#### [Work to be completed]
Show every line in the entries below that contains the word "window". Copy each one in full.

#### [Given records]
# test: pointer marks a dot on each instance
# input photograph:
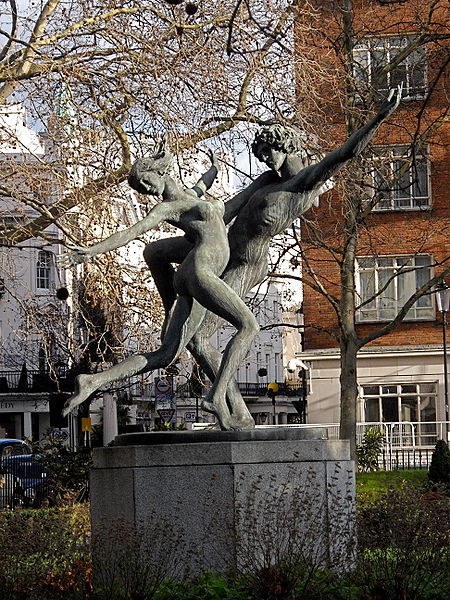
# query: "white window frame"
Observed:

* * *

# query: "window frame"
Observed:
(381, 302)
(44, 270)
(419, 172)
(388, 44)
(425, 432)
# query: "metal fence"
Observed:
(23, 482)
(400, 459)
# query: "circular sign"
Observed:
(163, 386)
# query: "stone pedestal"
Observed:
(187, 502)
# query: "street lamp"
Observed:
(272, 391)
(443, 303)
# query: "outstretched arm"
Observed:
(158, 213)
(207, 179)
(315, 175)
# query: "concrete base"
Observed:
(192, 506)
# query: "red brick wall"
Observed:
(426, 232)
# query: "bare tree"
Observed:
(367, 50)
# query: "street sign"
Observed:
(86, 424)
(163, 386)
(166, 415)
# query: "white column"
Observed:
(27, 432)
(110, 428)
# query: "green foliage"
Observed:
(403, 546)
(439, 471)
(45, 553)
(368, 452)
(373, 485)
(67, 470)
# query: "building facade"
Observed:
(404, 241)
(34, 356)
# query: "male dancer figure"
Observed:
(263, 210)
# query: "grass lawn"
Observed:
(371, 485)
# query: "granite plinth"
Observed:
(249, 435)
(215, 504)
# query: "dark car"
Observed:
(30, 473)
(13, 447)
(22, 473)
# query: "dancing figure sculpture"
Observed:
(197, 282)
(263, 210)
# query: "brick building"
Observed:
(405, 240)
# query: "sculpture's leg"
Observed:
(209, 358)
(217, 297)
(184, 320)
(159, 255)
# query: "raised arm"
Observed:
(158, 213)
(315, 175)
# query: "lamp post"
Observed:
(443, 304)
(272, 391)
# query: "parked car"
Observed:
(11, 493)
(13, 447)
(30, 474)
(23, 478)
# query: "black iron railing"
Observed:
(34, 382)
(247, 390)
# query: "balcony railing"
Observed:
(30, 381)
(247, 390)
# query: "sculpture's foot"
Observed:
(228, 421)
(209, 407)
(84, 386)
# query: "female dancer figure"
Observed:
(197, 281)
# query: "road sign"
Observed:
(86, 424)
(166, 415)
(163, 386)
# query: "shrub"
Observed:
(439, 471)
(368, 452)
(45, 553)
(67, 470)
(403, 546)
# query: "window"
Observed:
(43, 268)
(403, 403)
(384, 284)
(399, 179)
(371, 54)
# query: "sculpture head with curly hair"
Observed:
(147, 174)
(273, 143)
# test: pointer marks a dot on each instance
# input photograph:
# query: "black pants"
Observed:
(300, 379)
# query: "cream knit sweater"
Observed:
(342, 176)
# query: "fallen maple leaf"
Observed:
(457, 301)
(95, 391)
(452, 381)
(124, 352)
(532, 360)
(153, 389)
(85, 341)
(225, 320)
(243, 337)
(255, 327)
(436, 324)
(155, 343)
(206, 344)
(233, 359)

#### [Answer]
# query: "white window frame"
# query: "window frame"
# query: "window"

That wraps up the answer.